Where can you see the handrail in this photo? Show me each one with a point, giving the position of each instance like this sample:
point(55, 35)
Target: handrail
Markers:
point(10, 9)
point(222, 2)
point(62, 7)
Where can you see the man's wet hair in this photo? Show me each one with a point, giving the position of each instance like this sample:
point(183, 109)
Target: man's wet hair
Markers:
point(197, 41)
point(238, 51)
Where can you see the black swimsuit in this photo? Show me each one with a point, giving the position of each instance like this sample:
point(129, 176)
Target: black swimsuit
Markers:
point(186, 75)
--
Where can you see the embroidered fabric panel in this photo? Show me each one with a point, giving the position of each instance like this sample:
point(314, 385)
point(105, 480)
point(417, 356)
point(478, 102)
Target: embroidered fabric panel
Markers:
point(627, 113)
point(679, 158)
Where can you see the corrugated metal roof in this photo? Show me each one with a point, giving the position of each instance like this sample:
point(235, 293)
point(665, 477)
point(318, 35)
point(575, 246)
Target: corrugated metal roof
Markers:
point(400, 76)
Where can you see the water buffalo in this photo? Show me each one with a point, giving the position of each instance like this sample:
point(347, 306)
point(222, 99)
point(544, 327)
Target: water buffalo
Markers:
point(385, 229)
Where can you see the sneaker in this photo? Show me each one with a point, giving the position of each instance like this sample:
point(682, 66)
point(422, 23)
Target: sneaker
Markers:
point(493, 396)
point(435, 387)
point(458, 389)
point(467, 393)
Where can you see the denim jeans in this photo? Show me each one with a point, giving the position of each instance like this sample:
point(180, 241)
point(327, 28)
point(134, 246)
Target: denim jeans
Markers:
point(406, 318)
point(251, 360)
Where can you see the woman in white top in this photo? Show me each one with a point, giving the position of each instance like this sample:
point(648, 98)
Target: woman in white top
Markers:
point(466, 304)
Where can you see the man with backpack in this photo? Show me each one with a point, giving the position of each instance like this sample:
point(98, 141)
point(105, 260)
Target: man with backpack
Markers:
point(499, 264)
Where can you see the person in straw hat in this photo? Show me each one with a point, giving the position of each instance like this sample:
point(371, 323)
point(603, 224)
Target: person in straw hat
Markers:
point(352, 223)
* * *
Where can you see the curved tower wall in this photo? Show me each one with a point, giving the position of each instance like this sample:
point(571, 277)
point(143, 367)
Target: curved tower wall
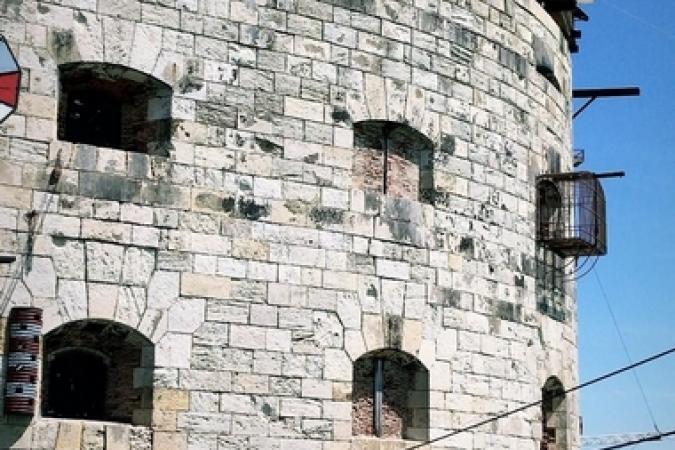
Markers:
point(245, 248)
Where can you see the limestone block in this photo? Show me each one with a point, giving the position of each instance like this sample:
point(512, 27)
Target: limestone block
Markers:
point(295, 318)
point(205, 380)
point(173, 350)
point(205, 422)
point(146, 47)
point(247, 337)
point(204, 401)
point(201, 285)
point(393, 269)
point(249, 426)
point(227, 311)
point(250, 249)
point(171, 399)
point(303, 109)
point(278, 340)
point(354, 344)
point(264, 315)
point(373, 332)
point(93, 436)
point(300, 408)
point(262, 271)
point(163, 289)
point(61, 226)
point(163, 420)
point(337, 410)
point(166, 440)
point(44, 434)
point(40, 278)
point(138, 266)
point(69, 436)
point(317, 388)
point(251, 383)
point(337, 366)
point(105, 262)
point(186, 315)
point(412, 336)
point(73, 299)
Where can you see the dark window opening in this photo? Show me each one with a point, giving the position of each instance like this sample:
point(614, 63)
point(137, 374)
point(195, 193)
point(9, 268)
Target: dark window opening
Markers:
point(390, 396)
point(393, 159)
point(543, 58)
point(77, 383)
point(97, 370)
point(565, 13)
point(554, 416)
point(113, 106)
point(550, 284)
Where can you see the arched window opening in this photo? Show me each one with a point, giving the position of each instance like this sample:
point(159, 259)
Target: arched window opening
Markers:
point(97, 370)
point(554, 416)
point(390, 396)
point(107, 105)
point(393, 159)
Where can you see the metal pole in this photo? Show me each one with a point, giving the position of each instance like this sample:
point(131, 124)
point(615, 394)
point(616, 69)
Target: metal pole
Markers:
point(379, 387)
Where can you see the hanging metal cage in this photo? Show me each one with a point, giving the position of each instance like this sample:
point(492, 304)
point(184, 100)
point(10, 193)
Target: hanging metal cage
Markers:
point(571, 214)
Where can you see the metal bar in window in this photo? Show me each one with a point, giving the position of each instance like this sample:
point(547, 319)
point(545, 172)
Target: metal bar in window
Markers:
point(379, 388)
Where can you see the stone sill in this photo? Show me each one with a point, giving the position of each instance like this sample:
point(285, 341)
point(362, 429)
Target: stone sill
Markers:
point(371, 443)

# Consigne
Recopiez uniquement les lignes allant de celle qui contient « Where can you see the hanging » jusqu'à celle qui contient « point(371, 443) », en remplaçant « stone sill » par « window ledge » et en laissant tout le reste intact. Commencez à la ligne qui contient « Where can you see the hanging » et arrêtez-vous après celle qui contient « point(371, 443) ».

# Résultat de l'exercice
Where can you see the hanging metal cage in this photo? Show me each one with a point, giving the position of each instance like this sample:
point(492, 304)
point(184, 100)
point(10, 193)
Target: hanging metal cage
Markers:
point(571, 214)
Where can you see the metal bar in window in this photo? Show me each one with a point, giving the position of each instance like this sample:
point(547, 319)
point(545, 172)
Target: metal bar in window
Markers:
point(379, 388)
Where can you see the window ledge in this photo? Show me each one with a point, giving the position of each instance like this sample:
point(285, 341)
point(362, 429)
Target: window ledge
Markers:
point(371, 443)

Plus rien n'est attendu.